Top of TEXT

Ankur Nair edited this page Apr 19, 2026 · 1 revision

Your First Team

You've got TitanX installed and a model configured. Now build a team of AI agents that coordinate via a shared task board. This walkthrough takes about 5 minutes and covers the 80% mental model of how TitanX works.


What "team" means in TitanX

A team is a group of AI agents that:

  • Share a workspace (file directory they can read/write in, if configured)
  • Share a task board (sprint-style, with dependencies and progress notes)
  • Can message each other via a built-in MCP server (local or TCP)
  • Have defined roles — every team has exactly one Lead who coordinates; other agents are either Queens (authoritative swarm coordinators) or Teammates (workers)

You are the human operator — you talk to the Lead, and the Lead delegates to teammates, writes to the task board, and reports back. Teammates can also escalate back to the Lead.


Step 1 — Create the team

  1. In the sidebar, click Teams → New Team.

Bottom of TEXT
Top of EXTRACTED INFORMATION

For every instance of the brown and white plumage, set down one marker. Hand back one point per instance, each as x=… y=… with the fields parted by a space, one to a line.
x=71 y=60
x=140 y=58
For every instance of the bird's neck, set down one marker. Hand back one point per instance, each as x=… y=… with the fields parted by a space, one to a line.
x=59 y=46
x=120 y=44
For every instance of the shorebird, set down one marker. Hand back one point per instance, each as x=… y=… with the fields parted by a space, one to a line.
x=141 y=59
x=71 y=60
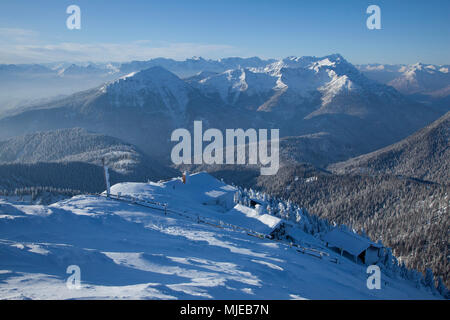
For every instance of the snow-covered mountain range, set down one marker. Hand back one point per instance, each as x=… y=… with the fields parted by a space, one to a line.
x=319 y=97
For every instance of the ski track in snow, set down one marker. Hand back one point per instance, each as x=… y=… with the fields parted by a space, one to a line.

Bottom of EXTRACTED INFORMATION

EXERCISE TASKS:
1. Reproduce the TitanX walkthrough text between "Ankur Nair edited" and "and progress notes)", inclusive.
2. Rewrite the paragraph of the TitanX walkthrough that begins "You are the human operator" as a short bulleted list that keeps its main facts.

EXERCISE RESPONSES:
1.
Ankur Nair edited this page Apr 19, 2026 · 1 revision

Your First Team

You've got TitanX installed and a model configured. Now build a team of AI agents that coordinate via a shared task board. This walkthrough takes about 5 minutes and covers the 80% mental model of how TitanX works.


What "team" means in TitanX

A team is a group of AI agents that:

  • Share a workspace (file directory they can read/write in, if configured)
  • Share a task board (sprint-style, with dependencies and progress notes)

2.
- You, the human operator, talk to the Lead.
- The Lead delegates to teammates, writes to the task board, and reports back.
- Teammates can escalate back to the Lead.